- Task
Look through the data below and show every line that includes "shirt".

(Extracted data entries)
————————

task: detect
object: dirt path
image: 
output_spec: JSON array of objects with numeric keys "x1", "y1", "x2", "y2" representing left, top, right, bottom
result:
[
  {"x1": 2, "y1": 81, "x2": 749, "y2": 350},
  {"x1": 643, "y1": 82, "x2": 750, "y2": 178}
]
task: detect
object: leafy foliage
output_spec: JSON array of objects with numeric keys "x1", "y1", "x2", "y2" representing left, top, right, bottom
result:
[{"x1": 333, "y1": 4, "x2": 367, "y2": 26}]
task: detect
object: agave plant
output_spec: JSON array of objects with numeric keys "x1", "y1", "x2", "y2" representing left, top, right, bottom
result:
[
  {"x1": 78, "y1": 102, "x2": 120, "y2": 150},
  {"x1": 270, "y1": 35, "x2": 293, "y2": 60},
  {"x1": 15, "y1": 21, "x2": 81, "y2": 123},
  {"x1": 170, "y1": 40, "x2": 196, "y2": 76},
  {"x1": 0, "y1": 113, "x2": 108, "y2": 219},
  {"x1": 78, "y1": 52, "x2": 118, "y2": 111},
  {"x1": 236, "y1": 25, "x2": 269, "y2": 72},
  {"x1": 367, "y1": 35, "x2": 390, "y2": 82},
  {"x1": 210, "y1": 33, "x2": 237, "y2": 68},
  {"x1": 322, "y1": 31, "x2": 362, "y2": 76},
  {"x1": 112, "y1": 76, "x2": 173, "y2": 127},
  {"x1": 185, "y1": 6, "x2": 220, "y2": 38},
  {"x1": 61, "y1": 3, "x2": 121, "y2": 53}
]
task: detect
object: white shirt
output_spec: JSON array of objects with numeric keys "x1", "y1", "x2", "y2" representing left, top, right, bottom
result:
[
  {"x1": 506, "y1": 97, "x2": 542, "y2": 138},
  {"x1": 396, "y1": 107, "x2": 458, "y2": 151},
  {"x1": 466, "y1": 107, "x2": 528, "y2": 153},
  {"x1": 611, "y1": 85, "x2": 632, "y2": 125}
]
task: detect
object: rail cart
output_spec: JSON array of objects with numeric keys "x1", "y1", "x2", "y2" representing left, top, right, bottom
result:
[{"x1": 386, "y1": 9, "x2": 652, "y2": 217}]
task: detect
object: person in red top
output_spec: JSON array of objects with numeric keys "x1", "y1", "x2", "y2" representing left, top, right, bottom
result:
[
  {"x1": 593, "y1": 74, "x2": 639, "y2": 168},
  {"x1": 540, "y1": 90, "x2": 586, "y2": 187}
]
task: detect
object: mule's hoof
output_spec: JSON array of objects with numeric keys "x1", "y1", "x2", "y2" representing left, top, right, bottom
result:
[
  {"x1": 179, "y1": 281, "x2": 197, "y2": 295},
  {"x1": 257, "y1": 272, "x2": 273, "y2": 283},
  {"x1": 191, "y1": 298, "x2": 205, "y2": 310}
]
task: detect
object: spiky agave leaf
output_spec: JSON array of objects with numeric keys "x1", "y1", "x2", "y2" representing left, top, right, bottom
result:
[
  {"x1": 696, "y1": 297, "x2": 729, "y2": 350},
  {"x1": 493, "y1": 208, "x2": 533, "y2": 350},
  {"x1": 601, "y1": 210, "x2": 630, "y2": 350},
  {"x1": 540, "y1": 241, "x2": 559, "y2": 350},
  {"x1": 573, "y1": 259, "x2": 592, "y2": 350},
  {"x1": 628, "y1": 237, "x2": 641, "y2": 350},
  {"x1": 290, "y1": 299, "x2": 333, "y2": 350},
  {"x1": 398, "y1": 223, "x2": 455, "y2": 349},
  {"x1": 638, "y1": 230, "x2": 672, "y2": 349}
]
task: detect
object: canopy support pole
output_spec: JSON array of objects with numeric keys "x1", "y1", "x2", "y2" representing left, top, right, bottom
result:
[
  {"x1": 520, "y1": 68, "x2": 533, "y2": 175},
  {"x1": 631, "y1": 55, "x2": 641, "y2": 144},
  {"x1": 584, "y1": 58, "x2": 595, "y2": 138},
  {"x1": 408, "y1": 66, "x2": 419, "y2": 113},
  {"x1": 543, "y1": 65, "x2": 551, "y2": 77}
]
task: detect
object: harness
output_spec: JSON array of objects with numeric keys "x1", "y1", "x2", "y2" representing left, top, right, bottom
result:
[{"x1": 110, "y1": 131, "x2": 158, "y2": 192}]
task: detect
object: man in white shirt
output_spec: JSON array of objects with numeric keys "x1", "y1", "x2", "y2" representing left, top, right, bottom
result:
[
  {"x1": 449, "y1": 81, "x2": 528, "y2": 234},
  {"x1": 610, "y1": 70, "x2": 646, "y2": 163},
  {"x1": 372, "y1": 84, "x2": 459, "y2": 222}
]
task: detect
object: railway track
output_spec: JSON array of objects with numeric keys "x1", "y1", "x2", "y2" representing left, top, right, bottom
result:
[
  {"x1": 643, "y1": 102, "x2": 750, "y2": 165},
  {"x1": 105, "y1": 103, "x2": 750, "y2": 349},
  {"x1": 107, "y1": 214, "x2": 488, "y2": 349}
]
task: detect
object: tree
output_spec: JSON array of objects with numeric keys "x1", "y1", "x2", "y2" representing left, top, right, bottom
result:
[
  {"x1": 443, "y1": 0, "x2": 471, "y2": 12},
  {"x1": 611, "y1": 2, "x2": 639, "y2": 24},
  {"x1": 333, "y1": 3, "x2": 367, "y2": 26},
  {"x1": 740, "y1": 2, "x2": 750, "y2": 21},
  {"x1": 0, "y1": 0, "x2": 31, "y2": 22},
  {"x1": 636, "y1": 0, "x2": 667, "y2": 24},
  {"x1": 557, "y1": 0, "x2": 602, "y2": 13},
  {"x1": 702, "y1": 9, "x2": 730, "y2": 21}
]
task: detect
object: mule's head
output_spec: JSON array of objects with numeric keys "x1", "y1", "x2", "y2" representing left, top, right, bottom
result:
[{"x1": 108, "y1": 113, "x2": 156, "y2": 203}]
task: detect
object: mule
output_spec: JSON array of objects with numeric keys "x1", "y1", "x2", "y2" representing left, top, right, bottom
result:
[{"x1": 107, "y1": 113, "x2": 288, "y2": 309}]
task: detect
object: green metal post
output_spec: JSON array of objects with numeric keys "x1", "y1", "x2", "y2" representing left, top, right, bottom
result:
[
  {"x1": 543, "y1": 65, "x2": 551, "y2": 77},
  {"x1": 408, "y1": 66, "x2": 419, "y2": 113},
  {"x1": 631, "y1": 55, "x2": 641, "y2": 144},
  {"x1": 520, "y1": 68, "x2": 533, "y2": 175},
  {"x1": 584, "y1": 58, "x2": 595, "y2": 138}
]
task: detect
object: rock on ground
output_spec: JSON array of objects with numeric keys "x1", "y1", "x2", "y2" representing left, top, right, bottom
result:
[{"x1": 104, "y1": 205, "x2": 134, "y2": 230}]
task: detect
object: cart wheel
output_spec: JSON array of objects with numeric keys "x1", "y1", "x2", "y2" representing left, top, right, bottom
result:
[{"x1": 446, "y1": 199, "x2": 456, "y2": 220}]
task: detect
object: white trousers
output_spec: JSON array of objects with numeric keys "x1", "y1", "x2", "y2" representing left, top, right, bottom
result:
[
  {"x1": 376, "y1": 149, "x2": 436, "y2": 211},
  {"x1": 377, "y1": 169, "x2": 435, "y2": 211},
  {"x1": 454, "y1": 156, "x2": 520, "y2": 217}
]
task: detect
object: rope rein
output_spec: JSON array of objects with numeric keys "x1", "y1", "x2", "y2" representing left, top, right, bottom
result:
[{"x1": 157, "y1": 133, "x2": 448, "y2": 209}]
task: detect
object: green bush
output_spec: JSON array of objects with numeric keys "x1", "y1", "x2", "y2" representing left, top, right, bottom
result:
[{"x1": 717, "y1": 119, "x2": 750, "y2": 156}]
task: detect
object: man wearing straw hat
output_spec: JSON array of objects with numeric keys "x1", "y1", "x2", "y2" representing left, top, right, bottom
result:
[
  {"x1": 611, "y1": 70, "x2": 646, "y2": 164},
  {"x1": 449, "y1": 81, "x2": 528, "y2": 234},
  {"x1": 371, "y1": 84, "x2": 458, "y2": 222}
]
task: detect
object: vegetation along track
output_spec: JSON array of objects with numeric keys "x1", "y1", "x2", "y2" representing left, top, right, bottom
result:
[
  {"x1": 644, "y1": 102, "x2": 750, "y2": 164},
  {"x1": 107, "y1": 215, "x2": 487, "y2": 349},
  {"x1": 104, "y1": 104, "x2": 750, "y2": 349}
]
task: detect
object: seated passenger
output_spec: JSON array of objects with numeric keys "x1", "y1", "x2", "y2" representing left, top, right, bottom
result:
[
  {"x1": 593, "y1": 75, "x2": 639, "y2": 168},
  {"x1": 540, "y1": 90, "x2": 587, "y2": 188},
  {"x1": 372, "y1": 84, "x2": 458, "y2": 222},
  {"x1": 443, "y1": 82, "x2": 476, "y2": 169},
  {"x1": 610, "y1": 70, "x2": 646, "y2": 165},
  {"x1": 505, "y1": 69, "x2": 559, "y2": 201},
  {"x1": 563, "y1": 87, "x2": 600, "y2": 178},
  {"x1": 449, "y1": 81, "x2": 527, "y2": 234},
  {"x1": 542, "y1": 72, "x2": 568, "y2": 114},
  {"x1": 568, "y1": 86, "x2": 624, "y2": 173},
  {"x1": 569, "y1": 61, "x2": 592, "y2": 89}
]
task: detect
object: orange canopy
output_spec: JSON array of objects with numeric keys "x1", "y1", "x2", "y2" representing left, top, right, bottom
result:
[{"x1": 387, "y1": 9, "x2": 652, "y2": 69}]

————————

- Task answer
object: white shirt
object: man in white shirt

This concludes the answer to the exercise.